WHAT IS NEEDED:
Once the line containing "Target: snow-covered mountain" is located, output it and every line after it through the end of the records, exactly as written and nothing else.
*** Opening of SUPPLIED INFORMATION ***
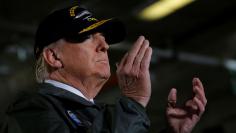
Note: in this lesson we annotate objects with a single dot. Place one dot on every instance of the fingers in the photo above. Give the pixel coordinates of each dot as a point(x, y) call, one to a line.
point(133, 52)
point(140, 57)
point(172, 98)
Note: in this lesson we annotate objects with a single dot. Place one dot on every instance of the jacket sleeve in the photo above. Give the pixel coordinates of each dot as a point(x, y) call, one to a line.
point(126, 116)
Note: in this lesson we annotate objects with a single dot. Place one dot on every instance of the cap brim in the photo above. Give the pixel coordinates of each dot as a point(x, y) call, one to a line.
point(113, 30)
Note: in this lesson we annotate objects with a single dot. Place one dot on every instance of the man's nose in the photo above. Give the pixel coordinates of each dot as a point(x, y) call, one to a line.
point(102, 44)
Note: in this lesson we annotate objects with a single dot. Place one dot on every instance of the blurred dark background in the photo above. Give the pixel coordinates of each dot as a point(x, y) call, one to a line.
point(198, 40)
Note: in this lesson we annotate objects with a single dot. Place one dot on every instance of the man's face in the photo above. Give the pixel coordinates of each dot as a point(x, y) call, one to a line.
point(87, 59)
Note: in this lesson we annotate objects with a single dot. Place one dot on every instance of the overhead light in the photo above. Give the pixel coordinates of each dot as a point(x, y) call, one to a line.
point(162, 8)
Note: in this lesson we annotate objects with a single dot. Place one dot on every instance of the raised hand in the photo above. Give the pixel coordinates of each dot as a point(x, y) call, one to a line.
point(183, 119)
point(133, 72)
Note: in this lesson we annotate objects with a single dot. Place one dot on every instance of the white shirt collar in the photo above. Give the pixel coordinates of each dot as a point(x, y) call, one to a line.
point(68, 88)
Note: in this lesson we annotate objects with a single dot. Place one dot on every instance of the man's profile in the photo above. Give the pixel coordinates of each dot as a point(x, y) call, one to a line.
point(72, 66)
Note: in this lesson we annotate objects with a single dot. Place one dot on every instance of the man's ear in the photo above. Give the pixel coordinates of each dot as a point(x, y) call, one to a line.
point(51, 58)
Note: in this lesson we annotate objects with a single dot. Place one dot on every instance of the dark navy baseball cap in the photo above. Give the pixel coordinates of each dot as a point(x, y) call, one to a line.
point(74, 24)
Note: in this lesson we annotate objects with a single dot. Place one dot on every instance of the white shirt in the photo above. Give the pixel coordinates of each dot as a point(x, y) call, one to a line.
point(68, 88)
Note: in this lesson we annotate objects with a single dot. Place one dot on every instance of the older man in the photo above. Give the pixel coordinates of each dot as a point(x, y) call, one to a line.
point(72, 66)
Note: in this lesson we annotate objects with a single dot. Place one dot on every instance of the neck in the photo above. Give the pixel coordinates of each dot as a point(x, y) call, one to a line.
point(89, 87)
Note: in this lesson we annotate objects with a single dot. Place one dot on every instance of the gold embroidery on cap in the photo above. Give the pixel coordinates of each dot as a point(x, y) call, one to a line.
point(72, 11)
point(94, 25)
point(92, 19)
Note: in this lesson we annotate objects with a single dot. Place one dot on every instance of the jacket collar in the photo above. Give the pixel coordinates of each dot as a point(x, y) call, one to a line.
point(50, 90)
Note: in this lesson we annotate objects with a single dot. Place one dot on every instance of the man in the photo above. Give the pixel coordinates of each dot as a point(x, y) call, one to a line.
point(72, 66)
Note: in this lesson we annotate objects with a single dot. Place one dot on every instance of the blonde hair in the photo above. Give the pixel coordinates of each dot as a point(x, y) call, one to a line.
point(41, 69)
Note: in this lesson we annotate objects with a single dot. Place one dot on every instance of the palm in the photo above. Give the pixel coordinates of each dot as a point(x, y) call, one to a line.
point(183, 119)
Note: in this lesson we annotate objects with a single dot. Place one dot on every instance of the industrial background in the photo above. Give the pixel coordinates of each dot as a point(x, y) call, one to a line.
point(198, 40)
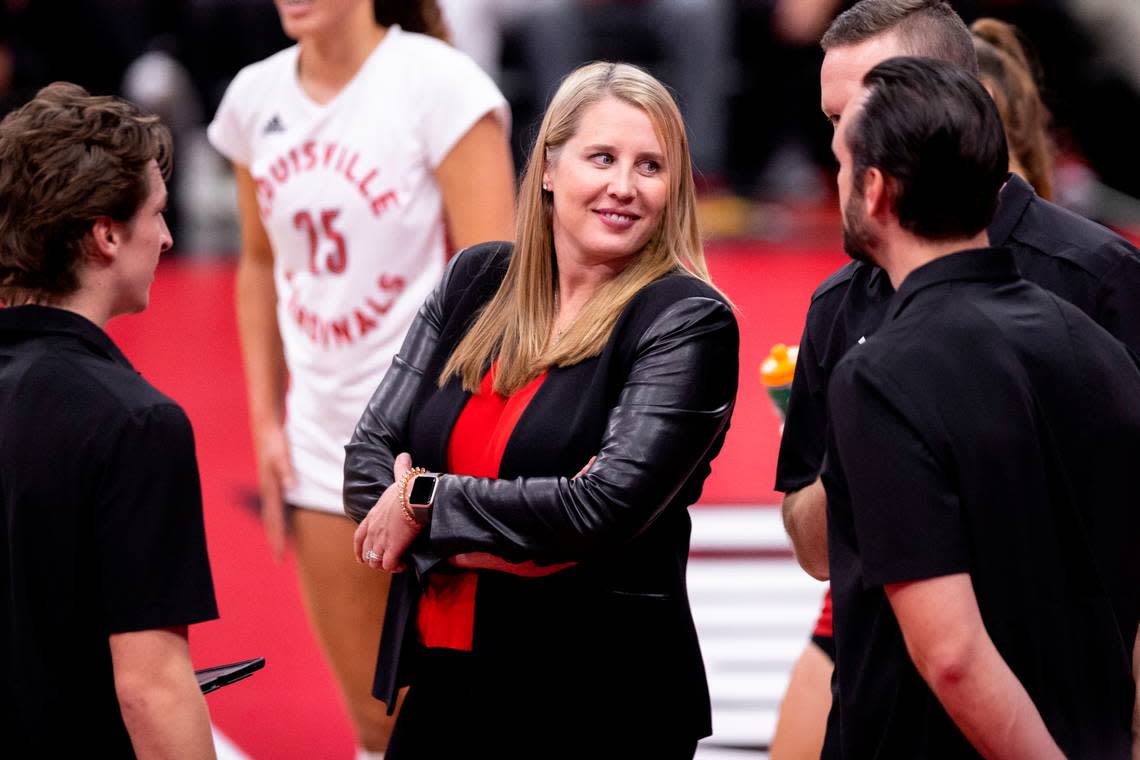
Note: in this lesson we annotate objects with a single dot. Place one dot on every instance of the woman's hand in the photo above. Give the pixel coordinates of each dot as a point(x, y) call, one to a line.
point(385, 532)
point(275, 476)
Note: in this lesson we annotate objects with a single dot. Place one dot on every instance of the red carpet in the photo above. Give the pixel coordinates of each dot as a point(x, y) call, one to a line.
point(186, 344)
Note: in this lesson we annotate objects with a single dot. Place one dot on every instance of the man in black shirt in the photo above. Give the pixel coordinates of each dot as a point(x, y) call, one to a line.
point(103, 557)
point(979, 450)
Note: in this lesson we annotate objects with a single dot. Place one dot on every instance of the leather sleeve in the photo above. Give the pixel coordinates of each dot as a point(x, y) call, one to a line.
point(381, 434)
point(674, 406)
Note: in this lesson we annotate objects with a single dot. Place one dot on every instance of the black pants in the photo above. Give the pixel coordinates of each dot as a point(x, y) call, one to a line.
point(459, 705)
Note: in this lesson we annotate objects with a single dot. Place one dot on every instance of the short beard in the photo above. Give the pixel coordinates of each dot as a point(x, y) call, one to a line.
point(858, 239)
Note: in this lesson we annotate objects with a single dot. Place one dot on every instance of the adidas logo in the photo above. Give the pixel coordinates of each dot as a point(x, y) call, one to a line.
point(274, 125)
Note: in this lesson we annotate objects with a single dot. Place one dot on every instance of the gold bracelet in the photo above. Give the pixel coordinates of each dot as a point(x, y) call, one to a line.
point(401, 493)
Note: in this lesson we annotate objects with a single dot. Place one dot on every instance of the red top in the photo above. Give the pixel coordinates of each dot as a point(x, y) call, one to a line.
point(823, 624)
point(447, 609)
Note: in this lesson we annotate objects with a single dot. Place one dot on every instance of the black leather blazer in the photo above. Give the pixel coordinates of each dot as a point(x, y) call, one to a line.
point(653, 407)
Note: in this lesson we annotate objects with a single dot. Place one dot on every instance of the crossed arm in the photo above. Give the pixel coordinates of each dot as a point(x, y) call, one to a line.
point(657, 435)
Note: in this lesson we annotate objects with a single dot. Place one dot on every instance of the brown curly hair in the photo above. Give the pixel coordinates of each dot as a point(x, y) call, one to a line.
point(66, 158)
point(1008, 73)
point(421, 16)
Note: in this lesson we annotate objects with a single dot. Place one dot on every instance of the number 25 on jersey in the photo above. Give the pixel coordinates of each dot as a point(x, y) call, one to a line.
point(323, 228)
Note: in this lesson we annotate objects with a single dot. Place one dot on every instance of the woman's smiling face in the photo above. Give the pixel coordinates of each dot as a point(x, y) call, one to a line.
point(610, 185)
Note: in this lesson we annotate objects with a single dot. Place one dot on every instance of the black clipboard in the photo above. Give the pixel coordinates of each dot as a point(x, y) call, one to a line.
point(214, 678)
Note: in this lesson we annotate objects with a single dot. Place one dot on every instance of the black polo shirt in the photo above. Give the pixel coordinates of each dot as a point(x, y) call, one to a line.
point(987, 427)
point(1081, 261)
point(102, 530)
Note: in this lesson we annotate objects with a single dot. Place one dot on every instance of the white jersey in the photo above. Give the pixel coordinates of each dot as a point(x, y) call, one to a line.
point(349, 199)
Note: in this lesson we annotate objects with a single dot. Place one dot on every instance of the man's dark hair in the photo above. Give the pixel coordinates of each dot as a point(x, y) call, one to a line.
point(929, 29)
point(66, 158)
point(934, 131)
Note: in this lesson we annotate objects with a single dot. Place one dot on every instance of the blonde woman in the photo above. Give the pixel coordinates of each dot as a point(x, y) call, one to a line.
point(561, 399)
point(358, 152)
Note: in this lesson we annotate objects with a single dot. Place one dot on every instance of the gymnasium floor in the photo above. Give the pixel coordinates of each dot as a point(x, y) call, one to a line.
point(754, 607)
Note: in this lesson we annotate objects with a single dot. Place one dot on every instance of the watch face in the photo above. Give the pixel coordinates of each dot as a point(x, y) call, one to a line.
point(423, 490)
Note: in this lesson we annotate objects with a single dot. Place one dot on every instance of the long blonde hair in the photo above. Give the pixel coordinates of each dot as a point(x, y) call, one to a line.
point(1008, 73)
point(515, 325)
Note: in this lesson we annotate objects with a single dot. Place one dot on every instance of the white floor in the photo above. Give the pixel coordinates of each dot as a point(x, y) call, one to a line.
point(754, 607)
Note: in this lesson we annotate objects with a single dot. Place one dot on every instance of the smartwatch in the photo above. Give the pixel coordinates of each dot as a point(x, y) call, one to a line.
point(422, 496)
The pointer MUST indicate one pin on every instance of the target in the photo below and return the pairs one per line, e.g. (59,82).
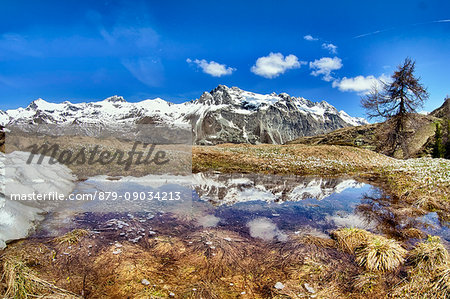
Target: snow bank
(16,176)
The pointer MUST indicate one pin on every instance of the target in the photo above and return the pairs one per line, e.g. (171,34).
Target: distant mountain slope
(443,111)
(420,130)
(220,116)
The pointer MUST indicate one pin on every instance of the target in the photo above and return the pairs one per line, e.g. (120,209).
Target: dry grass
(380,254)
(22,282)
(429,255)
(72,237)
(349,239)
(285,159)
(441,283)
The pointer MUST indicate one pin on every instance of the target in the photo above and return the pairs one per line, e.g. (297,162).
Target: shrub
(381,254)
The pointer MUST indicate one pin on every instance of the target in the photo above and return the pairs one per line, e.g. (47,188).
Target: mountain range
(220,116)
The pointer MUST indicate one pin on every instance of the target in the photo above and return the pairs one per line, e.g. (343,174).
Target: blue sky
(321,50)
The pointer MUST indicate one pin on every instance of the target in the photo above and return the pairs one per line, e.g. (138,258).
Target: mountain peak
(115,99)
(38,103)
(443,111)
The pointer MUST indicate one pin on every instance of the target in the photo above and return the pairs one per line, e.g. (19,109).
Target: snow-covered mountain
(222,115)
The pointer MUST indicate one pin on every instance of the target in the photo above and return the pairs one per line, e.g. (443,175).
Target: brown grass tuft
(429,255)
(72,237)
(349,239)
(381,254)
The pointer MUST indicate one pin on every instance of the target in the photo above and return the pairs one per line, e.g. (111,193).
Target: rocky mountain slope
(219,116)
(421,129)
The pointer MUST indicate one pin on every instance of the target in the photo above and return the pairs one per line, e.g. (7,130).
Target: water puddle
(267,207)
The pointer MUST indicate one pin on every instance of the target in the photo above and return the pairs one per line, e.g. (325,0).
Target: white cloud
(310,38)
(275,64)
(360,84)
(330,47)
(325,66)
(212,68)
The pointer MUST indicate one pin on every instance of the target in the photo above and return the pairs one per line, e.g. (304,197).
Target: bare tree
(395,100)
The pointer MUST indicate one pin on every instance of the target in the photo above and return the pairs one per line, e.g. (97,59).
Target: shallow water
(267,207)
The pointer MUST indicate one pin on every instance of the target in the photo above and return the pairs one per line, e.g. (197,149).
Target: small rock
(309,288)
*** Close of SUPPLIED INFORMATION ***
RESPONSE TO THE EXERCISE:
Target: snow-covered mountain
(222,115)
The pointer MUST indicate one pin on every instance of the target in the photo above and return the pairs one per line, e.g. (443,175).
Target: brown grass tuft
(429,255)
(72,237)
(349,239)
(381,254)
The pointer MUST indicate one pin on every instance of the target in the photo above and return the pairs one per line, e.g. (111,193).
Target: rocky mountain slope
(219,116)
(421,129)
The pointer MUST indicate one pin on every instance of the target in the photo above and return the pairs one per line, e.g. (7,130).
Target: water puddle
(267,207)
The pointer MUST indicate one pin on every instance of the target in the photo above and return the pairs one per line, e.g. (325,0).
Target: white cloud
(310,38)
(275,64)
(360,84)
(330,47)
(325,66)
(212,68)
The pointer MUST indicate one pin on every instance of the target in the photo above and return the pairs one per line, e.g. (304,197).
Target: bare tree
(395,100)
The pointer MUST indicate one pin on every instance of the target in the photo above and return the pairs one per line, e.g. (97,59).
Target: shallow water
(267,207)
The pointer MUST indicate one pin on every instance of the target in the photo above and return the pairs one per line, e.g. (197,149).
Target: small rock
(309,288)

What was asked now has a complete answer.